Text extract:
— start —

# February kidding watch!! (UPDATED - KIDS ARE ARRIVING)



## lilhill (Jan 30, 2011)

Painted Daisy is bred to Pecan Hollow C Tiber and has two projected kidding dates.  The first is Feb. 8 and the second is Feb. 13.






Radiance is bred to LHF FIN MelacorBlu and due to kid Feb. 11.





Chardonnay is also bred to MelacorBlu and due Feb. 13.





Tiny Dancer is bred to MelacorBlu and due Feb. 14.





Thimble is bred to NC PromisedLand Paycheck and due Feb. 20





Panda is bred to Little Tot's Estate LB Admiral and due Feb. 22





Caramello is bred to Paycheck and due Feb. 25.





Paisley is also bred to Paycheck and due Feb. 26





And BrownEyedGirl is bred to Paycheck and due Feb. 26.





Then I'll have a short reprieve until March 4th when more kids will start arriving.  <whew>


----------



## helmstead (Jan 30, 2011)

Looking forward to baby pics!


----------



## ksalvagno (Jan 30, 2011)

— end —

Data shown:

— start —

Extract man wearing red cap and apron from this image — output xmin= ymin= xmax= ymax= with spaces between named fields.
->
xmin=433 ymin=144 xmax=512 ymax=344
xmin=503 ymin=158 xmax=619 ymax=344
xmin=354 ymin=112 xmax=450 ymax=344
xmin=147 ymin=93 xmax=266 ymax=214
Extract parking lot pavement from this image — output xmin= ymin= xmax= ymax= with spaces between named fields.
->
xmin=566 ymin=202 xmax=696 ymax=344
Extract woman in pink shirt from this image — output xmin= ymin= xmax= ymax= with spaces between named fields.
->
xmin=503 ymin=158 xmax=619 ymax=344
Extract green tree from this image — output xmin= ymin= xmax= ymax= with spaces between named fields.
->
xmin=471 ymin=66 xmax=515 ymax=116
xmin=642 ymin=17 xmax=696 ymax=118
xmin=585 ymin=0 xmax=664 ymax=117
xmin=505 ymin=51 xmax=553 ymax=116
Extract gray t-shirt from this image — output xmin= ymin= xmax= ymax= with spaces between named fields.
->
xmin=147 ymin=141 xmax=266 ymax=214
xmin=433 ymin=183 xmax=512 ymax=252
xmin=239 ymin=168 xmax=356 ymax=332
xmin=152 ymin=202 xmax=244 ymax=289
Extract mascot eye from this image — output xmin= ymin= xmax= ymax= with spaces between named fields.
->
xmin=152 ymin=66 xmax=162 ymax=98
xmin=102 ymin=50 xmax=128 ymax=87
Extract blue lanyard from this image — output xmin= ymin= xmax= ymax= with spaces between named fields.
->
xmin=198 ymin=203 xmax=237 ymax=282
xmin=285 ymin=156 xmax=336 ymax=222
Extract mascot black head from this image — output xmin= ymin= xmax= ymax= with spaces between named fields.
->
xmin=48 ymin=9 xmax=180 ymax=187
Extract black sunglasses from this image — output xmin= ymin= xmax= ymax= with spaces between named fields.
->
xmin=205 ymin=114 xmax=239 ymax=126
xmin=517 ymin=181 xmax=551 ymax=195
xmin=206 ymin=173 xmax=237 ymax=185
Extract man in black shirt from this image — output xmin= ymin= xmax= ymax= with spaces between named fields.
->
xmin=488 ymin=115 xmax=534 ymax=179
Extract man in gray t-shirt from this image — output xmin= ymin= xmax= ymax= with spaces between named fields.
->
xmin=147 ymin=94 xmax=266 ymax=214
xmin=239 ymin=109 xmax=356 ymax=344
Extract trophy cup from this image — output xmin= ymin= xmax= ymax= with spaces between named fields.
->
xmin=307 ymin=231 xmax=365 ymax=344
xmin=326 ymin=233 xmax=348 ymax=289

— end —

Written exercise 1: In the kidding watch thread, which buck is Radiance bred to?
Written exercise 2: Copy out the part of the kidding watch thread that runs from "# February kidding" to "kid Feb. 11.".
Written exercise 3: Write the next part of the kidding watch thread, starting after its last line.

Response 1: LHF FIN MelacorBlu

Response 2:
# February kidding watch!! (UPDATED - KIDS ARE ARRIVING)



## lilhill (Jan 30, 2011)

Painted Daisy is bred to Pecan Hollow C Tiber and has two projected kidding dates.  The first is Feb. 8 and the second is Feb. 13.






Radiance is bred to LHF FIN MelacorBlu and due to kid Feb. 11.

Response 3:
Wow! You are going to be busy. Good luck. I can't wait to see pics.


----------



## SDGsoap&dairy (Jan 30, 2011)




----------



## Roll farms (Jan 30, 2011)

Hoping you have an uneventful and pink filled month!


----------



## StudMuffinNigis (Jan 30, 2011)

Beautiful ND! Do you plan on bottle feeding all of those kids?


----------



## lilhill (Jan 30, 2011)

StudMuffinNigis said:
			
		

> Beautiful ND! Do you plan on bottle feeding all of those kids?


Not unless I have to!  I'm not as adverturous as Kate when it comes to bottle feeding.  I prefer to just sit and play with the babies and let the moms do the feeding.  

Thanks for the "pink" thoughts.  I am so ready to have more babies to love on.


----------



## julieq (Jan 30, 2011)

You'd best be getting some sleep now before all those pretty kids hit the ground!


----------



## lilhill (Jan 30, 2011)

Yep, this is just the first wave.


----------



## Our7Wonders (Jan 30, 2011)

Wowzers!! You are going to be super busy - but you'll have loads of fun with all those babies!

Best wishes!


----------



## rebelINny (Jan 30, 2011)

Good luck! You certainly will have alot to keep you busy very soon.


----------



## lilhill (Jan 31, 2011)

Thanks!  At least I have all the kidding stalls on barn cams which is a tremendous help.


----------



## lilhill (Feb 8, 2011)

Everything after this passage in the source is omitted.